- _BRIEF_:
Display each line of the data below that contains the string "horse", reproducing every such line in full. Treat uppercase and lowercase letters as distinct when matching.

- _EXTRACTED INFORMATION_:
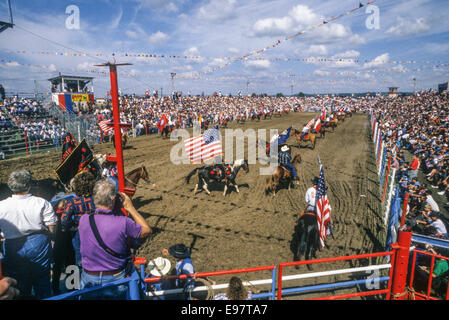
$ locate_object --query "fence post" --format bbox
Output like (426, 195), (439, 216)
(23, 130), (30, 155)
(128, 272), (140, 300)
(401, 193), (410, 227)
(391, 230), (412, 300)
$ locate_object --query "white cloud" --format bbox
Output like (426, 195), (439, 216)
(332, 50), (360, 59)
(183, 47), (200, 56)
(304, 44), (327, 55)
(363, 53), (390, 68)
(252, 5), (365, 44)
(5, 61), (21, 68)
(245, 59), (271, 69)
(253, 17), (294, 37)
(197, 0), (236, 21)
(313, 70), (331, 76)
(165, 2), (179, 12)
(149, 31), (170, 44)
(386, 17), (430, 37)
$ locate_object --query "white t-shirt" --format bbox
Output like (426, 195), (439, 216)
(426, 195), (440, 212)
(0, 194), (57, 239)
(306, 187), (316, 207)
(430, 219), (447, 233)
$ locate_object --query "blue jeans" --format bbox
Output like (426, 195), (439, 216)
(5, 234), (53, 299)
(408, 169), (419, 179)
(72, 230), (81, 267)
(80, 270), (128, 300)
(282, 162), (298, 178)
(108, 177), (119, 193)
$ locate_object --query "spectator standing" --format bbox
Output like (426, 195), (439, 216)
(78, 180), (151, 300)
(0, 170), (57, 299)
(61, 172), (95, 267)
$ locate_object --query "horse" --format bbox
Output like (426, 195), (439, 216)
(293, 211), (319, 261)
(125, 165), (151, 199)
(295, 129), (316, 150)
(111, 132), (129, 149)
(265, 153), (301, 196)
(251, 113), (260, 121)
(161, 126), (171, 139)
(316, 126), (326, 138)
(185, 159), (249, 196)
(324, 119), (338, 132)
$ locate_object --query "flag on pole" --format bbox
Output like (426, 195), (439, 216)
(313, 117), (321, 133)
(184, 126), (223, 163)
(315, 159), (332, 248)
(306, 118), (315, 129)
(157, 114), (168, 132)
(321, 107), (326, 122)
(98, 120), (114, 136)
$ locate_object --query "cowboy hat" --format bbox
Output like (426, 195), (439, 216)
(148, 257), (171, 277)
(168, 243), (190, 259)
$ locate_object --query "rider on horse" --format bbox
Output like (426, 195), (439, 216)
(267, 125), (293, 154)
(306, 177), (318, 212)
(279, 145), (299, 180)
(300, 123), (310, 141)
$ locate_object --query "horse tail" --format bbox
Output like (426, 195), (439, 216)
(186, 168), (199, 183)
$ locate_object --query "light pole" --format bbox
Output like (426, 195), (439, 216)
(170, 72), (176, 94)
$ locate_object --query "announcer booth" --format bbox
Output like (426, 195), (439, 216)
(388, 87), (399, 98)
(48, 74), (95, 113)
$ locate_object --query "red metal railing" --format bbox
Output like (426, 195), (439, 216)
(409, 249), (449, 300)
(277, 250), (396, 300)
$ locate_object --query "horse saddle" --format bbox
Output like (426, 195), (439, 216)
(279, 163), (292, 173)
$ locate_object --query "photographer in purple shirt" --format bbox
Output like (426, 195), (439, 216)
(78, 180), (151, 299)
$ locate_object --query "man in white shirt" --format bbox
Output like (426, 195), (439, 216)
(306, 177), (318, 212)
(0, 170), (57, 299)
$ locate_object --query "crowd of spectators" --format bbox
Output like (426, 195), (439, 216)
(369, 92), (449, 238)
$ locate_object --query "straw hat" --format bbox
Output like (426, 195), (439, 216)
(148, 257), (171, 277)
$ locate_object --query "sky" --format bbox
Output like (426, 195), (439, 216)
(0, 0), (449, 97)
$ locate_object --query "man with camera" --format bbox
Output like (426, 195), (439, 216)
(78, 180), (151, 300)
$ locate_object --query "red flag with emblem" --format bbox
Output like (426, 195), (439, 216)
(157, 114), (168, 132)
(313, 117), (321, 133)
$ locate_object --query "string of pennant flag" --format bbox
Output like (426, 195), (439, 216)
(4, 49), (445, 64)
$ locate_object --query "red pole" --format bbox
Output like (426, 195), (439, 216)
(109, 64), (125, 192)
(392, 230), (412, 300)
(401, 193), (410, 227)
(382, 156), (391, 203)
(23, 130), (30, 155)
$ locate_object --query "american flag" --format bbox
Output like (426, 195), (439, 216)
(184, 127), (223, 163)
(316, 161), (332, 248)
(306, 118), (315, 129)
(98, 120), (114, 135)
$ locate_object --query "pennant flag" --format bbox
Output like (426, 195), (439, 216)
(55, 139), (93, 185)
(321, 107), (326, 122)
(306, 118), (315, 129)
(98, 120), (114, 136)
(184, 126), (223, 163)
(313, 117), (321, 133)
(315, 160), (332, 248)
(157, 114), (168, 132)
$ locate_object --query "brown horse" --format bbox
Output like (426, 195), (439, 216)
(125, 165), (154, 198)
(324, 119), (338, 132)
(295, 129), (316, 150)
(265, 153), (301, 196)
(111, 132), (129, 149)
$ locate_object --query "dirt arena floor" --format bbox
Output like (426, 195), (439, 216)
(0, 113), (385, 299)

- _WORKED ANSWER_:
$ locate_object --query "horse" --format bbox
$ locate_object --query "rider on horse" --format bbox
$ locate_object --query "horse tail" --format bbox
$ locate_object --query "horse saddle" --format bbox
$ locate_object --query "brown horse" --format bbox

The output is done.